### TASK PROMPT:
Rewrite the material below, changing every "photograph" to "image" and leaving all other text as it is.

### Excerpts from location labeling data:
━━━

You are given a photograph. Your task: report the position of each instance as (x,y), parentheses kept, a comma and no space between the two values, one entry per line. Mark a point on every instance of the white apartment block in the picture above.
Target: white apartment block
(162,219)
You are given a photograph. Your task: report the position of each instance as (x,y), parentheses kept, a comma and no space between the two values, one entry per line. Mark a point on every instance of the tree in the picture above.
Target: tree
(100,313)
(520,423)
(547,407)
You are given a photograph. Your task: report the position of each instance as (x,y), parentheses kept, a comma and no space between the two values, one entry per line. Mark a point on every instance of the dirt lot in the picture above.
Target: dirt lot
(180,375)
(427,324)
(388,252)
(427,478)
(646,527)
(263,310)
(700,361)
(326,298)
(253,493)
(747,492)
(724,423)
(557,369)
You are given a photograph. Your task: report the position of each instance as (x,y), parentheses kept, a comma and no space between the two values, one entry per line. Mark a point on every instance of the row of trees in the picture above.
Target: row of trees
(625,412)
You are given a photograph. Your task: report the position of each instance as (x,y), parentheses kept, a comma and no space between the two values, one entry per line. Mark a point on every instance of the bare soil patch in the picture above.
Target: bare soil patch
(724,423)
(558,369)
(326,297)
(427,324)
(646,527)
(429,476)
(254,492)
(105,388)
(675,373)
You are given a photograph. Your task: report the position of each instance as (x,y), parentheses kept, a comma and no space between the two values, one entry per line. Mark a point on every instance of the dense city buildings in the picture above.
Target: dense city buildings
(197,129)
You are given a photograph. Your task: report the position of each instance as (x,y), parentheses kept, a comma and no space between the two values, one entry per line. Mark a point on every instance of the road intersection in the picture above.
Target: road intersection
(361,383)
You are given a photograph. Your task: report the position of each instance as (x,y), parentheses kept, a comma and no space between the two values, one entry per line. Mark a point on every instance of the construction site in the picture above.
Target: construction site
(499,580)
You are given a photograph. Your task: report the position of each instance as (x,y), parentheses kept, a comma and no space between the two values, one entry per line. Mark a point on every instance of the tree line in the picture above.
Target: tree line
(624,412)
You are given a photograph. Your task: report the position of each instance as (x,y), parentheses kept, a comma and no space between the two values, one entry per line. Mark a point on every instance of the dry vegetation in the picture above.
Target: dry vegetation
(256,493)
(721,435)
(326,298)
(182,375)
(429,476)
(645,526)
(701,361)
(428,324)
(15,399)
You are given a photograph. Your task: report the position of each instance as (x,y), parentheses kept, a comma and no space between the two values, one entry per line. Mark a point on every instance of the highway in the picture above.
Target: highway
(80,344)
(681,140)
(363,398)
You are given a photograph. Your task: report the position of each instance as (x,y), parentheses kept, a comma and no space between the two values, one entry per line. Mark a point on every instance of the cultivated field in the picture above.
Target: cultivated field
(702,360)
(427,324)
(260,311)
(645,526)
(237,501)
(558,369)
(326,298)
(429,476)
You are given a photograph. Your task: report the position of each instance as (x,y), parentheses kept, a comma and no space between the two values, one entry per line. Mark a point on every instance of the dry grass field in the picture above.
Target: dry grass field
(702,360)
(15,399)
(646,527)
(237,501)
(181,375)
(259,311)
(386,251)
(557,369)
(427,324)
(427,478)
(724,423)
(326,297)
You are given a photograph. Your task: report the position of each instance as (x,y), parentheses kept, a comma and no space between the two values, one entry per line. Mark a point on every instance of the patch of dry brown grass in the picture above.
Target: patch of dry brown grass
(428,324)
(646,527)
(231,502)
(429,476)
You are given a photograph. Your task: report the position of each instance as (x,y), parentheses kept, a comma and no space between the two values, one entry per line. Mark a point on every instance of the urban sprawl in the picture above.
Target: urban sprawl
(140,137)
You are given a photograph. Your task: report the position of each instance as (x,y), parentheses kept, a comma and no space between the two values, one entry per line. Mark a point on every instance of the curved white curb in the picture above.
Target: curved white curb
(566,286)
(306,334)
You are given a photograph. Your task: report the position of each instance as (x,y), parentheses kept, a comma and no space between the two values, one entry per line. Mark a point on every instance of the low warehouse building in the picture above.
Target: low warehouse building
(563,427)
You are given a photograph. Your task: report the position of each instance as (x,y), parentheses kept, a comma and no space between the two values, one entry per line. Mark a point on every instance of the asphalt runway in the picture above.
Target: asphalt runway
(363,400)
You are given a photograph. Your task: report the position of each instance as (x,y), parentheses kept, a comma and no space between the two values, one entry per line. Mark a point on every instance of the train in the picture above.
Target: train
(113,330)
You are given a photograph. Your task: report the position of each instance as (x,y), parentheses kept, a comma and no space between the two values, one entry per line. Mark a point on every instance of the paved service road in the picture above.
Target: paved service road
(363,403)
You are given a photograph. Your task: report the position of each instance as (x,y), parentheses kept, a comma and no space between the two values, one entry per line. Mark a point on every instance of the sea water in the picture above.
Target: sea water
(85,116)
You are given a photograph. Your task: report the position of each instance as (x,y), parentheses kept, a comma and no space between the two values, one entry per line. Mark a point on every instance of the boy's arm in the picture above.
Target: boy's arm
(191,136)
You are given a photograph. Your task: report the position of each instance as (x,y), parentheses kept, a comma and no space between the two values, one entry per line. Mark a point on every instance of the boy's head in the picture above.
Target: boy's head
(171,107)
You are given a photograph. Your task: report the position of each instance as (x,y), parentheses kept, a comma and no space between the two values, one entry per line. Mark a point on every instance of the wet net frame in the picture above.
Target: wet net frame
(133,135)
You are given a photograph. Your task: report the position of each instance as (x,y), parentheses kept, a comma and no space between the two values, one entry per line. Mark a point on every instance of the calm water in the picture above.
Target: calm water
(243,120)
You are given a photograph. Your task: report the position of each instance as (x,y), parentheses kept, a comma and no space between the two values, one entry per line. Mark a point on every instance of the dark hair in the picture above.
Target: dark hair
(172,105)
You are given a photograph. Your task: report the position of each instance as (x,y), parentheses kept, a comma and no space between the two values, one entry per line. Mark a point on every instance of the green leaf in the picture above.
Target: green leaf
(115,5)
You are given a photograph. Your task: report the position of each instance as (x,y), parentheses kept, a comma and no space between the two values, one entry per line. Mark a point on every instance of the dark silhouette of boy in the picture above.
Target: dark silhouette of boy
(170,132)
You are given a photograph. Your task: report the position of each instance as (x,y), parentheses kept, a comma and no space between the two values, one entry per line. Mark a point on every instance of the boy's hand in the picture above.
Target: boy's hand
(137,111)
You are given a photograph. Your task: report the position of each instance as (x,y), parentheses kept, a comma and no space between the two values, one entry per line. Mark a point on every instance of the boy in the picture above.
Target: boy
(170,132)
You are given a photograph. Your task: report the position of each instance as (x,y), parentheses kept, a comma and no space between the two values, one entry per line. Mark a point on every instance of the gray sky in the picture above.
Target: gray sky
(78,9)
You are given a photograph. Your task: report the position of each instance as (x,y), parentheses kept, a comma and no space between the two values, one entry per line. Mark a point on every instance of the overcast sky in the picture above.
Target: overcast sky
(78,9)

━━━

### WRITTEN SOLUTION:
You are given a image. Your task: report the position of each instance as (x,y), parentheses kept, a comma and no space between the two values, one entry per line. Mark a point on every instance of the white apartment block in the picture above.
Target: white apartment block
(162,219)
You are given a image. Your task: report the position of each instance as (x,y), parentheses kept, a comma and no space between the two values, one entry per line. Mark a point on every instance of the tree in the picture above.
Target: tree
(100,313)
(520,423)
(547,407)
You are given a image. Your task: report the position of each instance as (x,y), parentheses kept, a comma and no space between the two values, one entry per line. Mark a point on every instance of the dirt lot in the picture above.
Target: dirt lot
(180,375)
(427,324)
(388,252)
(427,478)
(646,527)
(263,310)
(700,361)
(326,298)
(253,493)
(747,492)
(724,423)
(557,369)
You are given a image. Your task: report the position of each instance as (x,y), parentheses kept, a comma and no space between the two values, one entry per line. Mark a point on every instance of the row of trees in the picture above.
Target: row of trees
(625,412)
You are given a image. Your task: report the position of each instance as (x,y), parentheses kept, a comma and no space between the two values, one entry per line. Mark a point on every instance of the bare soil patch in the picture above.
Target: bare soil patch
(724,423)
(558,369)
(326,297)
(427,324)
(646,527)
(429,476)
(254,492)
(105,388)
(675,373)
You are given a image. Your task: report the position of each instance as (x,y), parentheses kept, a comma and no space between the two values, one entry per line. Mark a point on every instance of the dense city buildings in the picture above.
Target: dense city buildings
(197,129)
You are given a image. Your task: report the position of each instance as (x,y), parentheses kept, a comma and no space between the two values, one entry per line. Mark a point on every instance of the road intersection in the picture above.
Target: road intersection
(361,383)
You are given a image. Your task: report the position of each instance as (x,y), parentheses kept, a comma and no space between the two values, one entry per line. Mark a point on every instance of the construction site in the picture above.
Target: construction site
(499,580)
You are given a image. Your task: report the position of each instance as (x,y), parentheses kept, a comma and no space between the two values, one entry per line. Mark a point on every instance of the tree line in the picture above.
Target: tree line
(624,412)
You are given a image. Your task: report the position of each instance as (x,y), parentheses kept, a comma and no space between the two values, one entry per line. Mark a point on every instance of the dry vegetation in the picture above.
Target: dry vegetation
(256,493)
(721,435)
(326,298)
(182,375)
(429,476)
(645,526)
(701,361)
(428,324)
(15,399)
You are given a image. Your task: report the position of each instance as (x,y), parentheses kept, a comma and no space between the two values, one entry per line. Mark a point on every instance of the highway in the picture above.
Target: highway
(80,344)
(681,140)
(363,398)
You are given a image. Your task: report the position of each instance as (x,y), parentheses kept, a comma and no space between the two values, one entry per line. Mark a point on every instance of the cultivated field in the picture above.
Target: cultivated field
(702,360)
(427,324)
(260,311)
(645,526)
(237,501)
(558,369)
(326,298)
(429,476)
You are given a image. Your task: report the position of each instance as (x,y), parentheses kept, a comma and no space between the two values, one entry per line. Mark a point on every instance of the dry grass field in the picture above.
Target: dry grass field
(702,360)
(15,399)
(646,527)
(237,501)
(181,375)
(259,311)
(386,251)
(557,369)
(427,324)
(427,478)
(724,423)
(326,297)
You are given a image. Your task: report the position of each instance as (x,y), parentheses kept, a comma and no space between the two values, one entry per line. Mark a point on every instance of the patch of dry brown grass in the picture above.
Target: patch of dry brown grass
(428,324)
(646,527)
(231,502)
(429,476)
You are given a image. Your task: report the position of each instance as (x,y), parentheses kept, a comma and no space between the two values, one entry per line. Mark a point on every instance of the urban sprawl in the picture above.
Target: urban sprawl
(140,137)
You are given a image. Your task: report the position of each instance as (x,y), parentheses kept, a comma and no space between the two values, one entry per line. Mark a point on every instance of the curved white curb in the picture above.
Target: curved white curb
(566,286)
(306,334)
You are given a image. Your task: report the position of each instance as (x,y), parentheses kept, a comma and no space between the two values, one entry per line. Mark a point on every instance of the low warehouse building in the picture above.
Target: low warehouse building
(563,427)
You are given a image. Your task: report the position of each instance as (x,y), parentheses kept, a comma and no space between the two values, one entry per line. Mark a point on every instance of the asphalt runway in the picture above.
Target: asphalt runway
(363,400)
You are given a image. Your task: report the position of each instance as (x,y), parentheses kept, a comma and no space between the two values, one entry per line. Mark a point on every instance of the train in the picture above.
Target: train
(113,330)
You are given a image. Your task: report the position of each instance as (x,y), parentheses kept, a comma and no space between the two values, one entry per line. Mark a point on every instance of the paved service road in the picture above.
Target: paved service road
(363,403)
You are given a image. Your task: report the position of each instance as (x,y), parentheses kept, a comma and no space between the two values, one entry per line. Mark a point on every instance of the sea water in the picture above.
Target: sea water
(85,116)
You are given a image. Your task: report the position of each instance as (x,y), parentheses kept, a comma and no space between the two values, one entry per line. Mark a point on every instance of the boy's arm in the picture above.
Target: boy's arm
(191,136)
You are given a image. Your task: report the position of each instance as (x,y), parentheses kept, a comma and no space between the two values, one entry per line. Mark a point on every instance of the boy's head in the picture above.
Target: boy's head
(171,107)
You are given a image. Your task: report the position of each instance as (x,y), parentheses kept, a comma and no space between the two values, one entry per line. Mark a point on every instance of the wet net frame in the picture above.
Target: wet net frame
(133,135)
You are given a image. Your task: report the position of each instance as (x,y), parentheses kept, a comma and no space between the two values, one entry per line. Mark a point on every instance of the calm water in the picture above.
Target: calm water
(243,120)
You are given a image. Your task: report the position of each instance as (x,y), parentheses kept, a comma and no space between the two values, one entry per line. Mark a point on every instance of the dark hair in the picture above.
Target: dark hair
(172,105)
You are given a image. Your task: report the position of each instance as (x,y), parentheses kept, a comma and no space between the two values, one entry per line. Mark a point on every instance of the green leaf in the picture above.
Target: green leaf
(115,5)
You are given a image. Your task: report the position of each instance as (x,y), parentheses kept, a comma and no space between the two values, one entry per line. Mark a point on every instance of the dark silhouette of boy in the picture above.
Target: dark silhouette of boy
(170,132)
You are given a image. Your task: report the position of each instance as (x,y), parentheses kept, a comma and no space between the two values, one entry per line. Mark a point on every instance of the boy's hand in the picture above.
Target: boy's hand
(137,111)
You are given a image. Your task: report the position of each instance as (x,y), parentheses kept, a comma and no space between the two values, one entry per line. Mark a point on every instance of the boy in the picture above.
Target: boy
(170,132)
You are given a image. Your task: report the position of each instance as (x,y), parentheses kept, a comma and no space between the two values, one entry per line. Mark a point on every instance of the gray sky in the picture above.
Target: gray sky
(78,9)
You are given a image. Your task: report the position of each instance as (x,y), parentheses kept, a comma and no space between the two values, one entry per line. Mark a point on every instance of the overcast sky in the picture above.
Target: overcast sky
(78,9)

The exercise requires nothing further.